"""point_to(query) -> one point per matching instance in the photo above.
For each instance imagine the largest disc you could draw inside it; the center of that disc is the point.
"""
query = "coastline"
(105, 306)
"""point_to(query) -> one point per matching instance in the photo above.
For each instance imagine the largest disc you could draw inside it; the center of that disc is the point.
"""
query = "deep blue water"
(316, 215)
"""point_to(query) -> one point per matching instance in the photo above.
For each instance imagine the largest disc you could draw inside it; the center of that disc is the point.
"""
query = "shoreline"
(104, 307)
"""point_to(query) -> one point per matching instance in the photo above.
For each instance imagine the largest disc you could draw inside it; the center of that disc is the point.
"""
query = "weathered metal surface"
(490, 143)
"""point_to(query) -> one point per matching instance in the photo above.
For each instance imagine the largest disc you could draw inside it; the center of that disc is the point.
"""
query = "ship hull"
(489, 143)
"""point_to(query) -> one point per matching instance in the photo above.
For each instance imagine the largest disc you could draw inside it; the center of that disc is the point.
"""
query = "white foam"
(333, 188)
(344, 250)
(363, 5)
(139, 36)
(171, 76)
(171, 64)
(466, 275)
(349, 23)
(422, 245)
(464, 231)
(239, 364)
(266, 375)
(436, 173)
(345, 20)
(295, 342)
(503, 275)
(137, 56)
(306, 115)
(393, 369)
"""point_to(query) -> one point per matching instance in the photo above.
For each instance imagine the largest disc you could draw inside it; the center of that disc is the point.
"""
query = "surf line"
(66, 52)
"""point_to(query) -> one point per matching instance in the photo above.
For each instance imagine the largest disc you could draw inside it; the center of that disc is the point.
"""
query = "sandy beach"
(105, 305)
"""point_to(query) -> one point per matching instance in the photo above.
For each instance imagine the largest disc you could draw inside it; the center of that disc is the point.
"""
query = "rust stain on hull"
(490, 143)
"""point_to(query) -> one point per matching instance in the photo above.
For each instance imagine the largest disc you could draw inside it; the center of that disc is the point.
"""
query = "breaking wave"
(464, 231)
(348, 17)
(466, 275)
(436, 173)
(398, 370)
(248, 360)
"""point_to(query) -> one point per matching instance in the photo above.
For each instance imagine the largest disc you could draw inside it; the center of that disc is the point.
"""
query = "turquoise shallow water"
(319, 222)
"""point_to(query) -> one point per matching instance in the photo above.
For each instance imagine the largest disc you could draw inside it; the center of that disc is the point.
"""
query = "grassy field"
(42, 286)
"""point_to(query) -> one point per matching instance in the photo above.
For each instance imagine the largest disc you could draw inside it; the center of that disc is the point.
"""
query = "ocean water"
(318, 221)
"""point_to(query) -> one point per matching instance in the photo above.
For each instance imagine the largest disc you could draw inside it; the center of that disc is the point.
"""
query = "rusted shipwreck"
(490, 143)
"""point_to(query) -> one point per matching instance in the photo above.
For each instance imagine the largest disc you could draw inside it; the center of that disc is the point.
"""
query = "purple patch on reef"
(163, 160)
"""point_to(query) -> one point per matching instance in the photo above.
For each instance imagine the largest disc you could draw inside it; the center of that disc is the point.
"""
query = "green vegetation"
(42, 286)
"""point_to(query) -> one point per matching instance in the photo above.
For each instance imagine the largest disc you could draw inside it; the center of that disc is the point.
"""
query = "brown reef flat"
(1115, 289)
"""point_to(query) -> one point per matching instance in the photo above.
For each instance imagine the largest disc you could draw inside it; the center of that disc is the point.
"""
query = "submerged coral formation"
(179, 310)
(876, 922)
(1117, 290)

..........

▸ **Exercise brief**:
Copy the records above exactly as they appear.

▸ **Full response**:
"""point_to(query) -> one point per matching instance in the photo above.
For each instance imagine the largest disc you could draw inside it; the center of that disc is the point.
"""
query = "coastline"
(105, 306)
"""point_to(query) -> one point per matching instance in the photo above.
For each instance imagine the largest disc you could draw inside it; the center of that disc is the point.
"""
query = "deep blue water"
(316, 215)
"""point_to(query) -> one point per matching instance in the photo above.
For each instance imagine the largest disc you could draw inside it; the center of that disc is the point.
"""
query = "shoreline"
(104, 307)
"""point_to(query) -> one point per matching instance in the photo above.
For each instance imagine the largest disc you could draw inside it; the center of that disc is the point.
"""
query = "weathered metal surface"
(490, 143)
"""point_to(query) -> one point per matching instance in the photo above.
For each instance imagine the largest disc you could draw inside it; the center of that disc is the point.
"""
query = "ship hull"
(489, 143)
"""point_to(query) -> one point per matching instance in the photo above.
For each instance imagine the largest disc you could draw inside it; the center of that disc is the point.
"""
query = "white foam"
(333, 188)
(344, 250)
(363, 5)
(139, 36)
(171, 76)
(171, 64)
(466, 275)
(349, 23)
(422, 245)
(464, 231)
(239, 364)
(266, 375)
(436, 173)
(345, 20)
(295, 342)
(503, 275)
(137, 56)
(306, 115)
(393, 369)
"""point_to(query) -> one point per matching instance in the photo above.
For each instance imagine the largest disc you could draw inside it; the center of that disc is the point.
"""
query = "surf line"
(66, 52)
"""point_to(query) -> one point per matching instance in the photo above.
For each instance imagine the largest disc you could draw inside it; the center of that disc is the point.
"""
query = "sandy beach"
(105, 305)
"""point_to(query) -> one point per matching instance in the photo above.
For each instance imagine the largest disc you could draw inside it; the center of that disc is the point.
"""
query = "rust stain on hull"
(490, 143)
"""point_to(query) -> one point per matching instance in the photo above.
For each instance imagine the largest disc you could draw inside it; the center of that disc is the point.
"""
query = "breaking wave"
(464, 231)
(348, 17)
(466, 275)
(436, 173)
(398, 370)
(248, 360)
"""point_to(query) -> one point per matching instance in the photo above.
For each instance imagine the largest disc you could draw inside it; the center of that disc is the point.
"""
query = "turquoise shallow water"
(319, 222)
"""point_to(query) -> one point per matching instance in the photo above.
For each instance imagine the largest disc you could draw inside it; the center of that disc is the point.
"""
query = "grassy field"
(42, 286)
"""point_to(query) -> one point per matching instance in the photo above.
For each instance imagine the largest disc you could draw inside it; the center of that disc is the point.
"""
query = "ocean water"
(318, 221)
"""point_to(query) -> one point per matching instance in the photo above.
For each instance imagine the largest disc you could draw inside it; the center of that disc is the point.
"""
query = "rusted shipwreck"
(490, 143)
"""point_to(query) -> one point per matching instance in the photo above.
For each instance imagine the largest disc you could draw inside it; the center of that disc is the point.
"""
query = "purple patch on reef"
(163, 160)
"""point_to(query) -> one point per matching instance in the photo above.
For each instance imagine the largest disc you could draw inside it; the center of that disc is the point.
"""
query = "green vegetation"
(42, 286)
"""point_to(query) -> one point per matching instance in the photo above.
For each instance imagine the largest disc you could draw inside it; the center of that disc is the point.
"""
query = "brown reef flat"
(1115, 289)
"""point_to(query) -> one point per matching instance in the photo above.
For each instance imagine the largest disc you could draw inside it; the center of that disc is the point.
"""
query = "submerged coral formation"
(179, 310)
(876, 922)
(1117, 290)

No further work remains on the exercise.